*Instructions to follow*:
This task calls for copying every line in the data below that contains the word "united".
# # #
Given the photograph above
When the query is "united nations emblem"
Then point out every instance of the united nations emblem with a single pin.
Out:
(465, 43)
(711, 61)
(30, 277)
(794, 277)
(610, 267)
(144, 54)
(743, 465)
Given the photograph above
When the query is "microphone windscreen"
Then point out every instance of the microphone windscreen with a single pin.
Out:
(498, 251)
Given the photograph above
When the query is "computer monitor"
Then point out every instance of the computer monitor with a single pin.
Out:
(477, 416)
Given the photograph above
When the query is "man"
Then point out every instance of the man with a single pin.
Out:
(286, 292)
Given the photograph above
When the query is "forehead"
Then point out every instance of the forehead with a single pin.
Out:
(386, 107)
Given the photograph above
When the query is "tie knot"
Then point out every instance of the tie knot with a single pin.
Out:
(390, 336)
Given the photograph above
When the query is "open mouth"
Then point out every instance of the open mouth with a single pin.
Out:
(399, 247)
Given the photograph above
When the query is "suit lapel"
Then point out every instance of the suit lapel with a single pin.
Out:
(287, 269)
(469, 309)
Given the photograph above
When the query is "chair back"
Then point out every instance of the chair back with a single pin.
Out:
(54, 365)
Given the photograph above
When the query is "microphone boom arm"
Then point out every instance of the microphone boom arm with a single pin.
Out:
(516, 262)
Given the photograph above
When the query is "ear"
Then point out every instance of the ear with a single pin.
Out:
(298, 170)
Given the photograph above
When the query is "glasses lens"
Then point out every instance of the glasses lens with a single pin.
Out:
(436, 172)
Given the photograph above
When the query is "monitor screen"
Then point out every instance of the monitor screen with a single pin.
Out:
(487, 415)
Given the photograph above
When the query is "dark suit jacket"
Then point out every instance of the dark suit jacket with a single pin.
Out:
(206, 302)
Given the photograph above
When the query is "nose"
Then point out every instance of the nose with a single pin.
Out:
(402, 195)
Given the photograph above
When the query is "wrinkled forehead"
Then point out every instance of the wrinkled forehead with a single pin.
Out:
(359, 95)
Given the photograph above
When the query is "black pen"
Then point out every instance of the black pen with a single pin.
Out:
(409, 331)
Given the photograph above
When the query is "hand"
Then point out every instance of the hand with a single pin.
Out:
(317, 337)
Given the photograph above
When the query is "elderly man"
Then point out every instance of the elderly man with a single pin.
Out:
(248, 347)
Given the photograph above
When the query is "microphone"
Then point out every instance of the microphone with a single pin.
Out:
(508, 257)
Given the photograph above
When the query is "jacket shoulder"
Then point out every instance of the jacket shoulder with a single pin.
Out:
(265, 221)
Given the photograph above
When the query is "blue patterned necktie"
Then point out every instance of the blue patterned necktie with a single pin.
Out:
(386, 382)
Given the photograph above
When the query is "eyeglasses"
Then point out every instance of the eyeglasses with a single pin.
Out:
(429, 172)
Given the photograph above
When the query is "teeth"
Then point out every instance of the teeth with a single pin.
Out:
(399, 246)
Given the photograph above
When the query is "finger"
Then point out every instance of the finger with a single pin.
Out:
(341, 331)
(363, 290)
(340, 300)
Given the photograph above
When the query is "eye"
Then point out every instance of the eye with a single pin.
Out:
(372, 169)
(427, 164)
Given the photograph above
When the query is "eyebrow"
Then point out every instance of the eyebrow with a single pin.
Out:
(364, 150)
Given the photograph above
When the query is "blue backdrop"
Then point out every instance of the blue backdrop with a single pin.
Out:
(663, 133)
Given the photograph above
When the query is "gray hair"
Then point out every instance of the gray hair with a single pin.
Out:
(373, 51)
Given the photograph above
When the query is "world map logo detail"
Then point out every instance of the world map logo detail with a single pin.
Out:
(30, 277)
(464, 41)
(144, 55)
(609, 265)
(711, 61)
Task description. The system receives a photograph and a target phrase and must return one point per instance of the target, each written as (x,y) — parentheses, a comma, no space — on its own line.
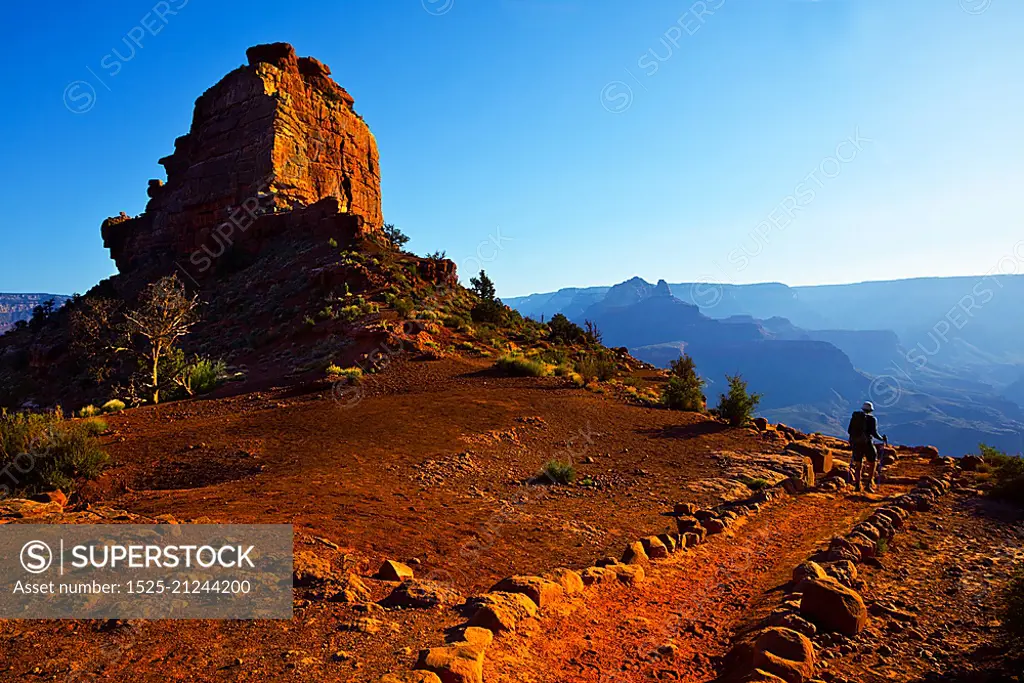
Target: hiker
(863,427)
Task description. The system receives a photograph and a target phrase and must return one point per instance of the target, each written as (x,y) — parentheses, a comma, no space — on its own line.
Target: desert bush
(737,407)
(395,236)
(403,307)
(353,375)
(94,426)
(517,366)
(1008,471)
(114,406)
(596,367)
(55,452)
(488,307)
(201,376)
(559,472)
(685,389)
(562,330)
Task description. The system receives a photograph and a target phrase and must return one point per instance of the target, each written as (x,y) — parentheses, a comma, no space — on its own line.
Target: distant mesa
(275,146)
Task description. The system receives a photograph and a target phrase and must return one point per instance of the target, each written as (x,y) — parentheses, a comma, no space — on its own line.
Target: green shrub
(88,412)
(517,366)
(1008,472)
(94,426)
(353,375)
(684,394)
(562,330)
(737,407)
(114,406)
(403,307)
(596,367)
(46,452)
(559,472)
(204,375)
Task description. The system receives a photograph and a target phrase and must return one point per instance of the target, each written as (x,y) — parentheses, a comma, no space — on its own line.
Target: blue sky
(735,140)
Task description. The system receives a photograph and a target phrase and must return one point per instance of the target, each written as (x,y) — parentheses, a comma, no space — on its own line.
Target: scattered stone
(785,653)
(309,569)
(593,575)
(635,554)
(461,663)
(392,570)
(834,606)
(412,677)
(501,611)
(808,570)
(653,547)
(351,589)
(421,595)
(629,573)
(541,591)
(570,581)
(363,625)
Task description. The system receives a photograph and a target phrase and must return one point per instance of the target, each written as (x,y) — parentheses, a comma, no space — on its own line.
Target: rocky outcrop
(275,146)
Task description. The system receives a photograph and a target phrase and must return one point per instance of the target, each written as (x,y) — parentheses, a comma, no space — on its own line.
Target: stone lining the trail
(822,600)
(518,598)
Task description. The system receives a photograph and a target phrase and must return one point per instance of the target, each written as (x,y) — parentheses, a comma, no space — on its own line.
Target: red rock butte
(274,147)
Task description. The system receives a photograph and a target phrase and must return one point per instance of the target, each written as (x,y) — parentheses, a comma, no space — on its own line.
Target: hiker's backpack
(858,425)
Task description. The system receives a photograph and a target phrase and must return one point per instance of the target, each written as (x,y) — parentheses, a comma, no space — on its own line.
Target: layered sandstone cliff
(274,146)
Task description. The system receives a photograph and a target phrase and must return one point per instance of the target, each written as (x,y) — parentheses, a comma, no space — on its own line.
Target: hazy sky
(739,140)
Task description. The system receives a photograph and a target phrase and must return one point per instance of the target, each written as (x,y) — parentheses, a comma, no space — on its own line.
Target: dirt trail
(681,619)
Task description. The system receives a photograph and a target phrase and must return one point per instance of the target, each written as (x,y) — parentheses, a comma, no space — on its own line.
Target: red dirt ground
(389,477)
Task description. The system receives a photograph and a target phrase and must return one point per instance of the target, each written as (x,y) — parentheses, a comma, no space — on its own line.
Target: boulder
(392,570)
(629,573)
(459,663)
(684,509)
(542,591)
(785,653)
(833,606)
(971,463)
(411,677)
(653,547)
(310,569)
(714,525)
(350,589)
(821,457)
(808,570)
(419,594)
(670,541)
(691,539)
(593,575)
(570,581)
(635,554)
(501,611)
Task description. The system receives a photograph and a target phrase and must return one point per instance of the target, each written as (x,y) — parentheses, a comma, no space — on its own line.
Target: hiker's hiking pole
(882,461)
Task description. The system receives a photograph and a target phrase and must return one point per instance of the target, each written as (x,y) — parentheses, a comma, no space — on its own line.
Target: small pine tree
(483,287)
(489,308)
(685,390)
(737,407)
(395,236)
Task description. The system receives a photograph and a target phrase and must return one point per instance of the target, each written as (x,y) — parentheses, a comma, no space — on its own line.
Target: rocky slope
(271,215)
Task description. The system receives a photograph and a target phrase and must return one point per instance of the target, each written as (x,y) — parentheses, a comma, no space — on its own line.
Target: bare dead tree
# # #
*Answer to the problem*:
When the query is "united nations emblem"
Then point out every instance of the united nations emblem with a single pin.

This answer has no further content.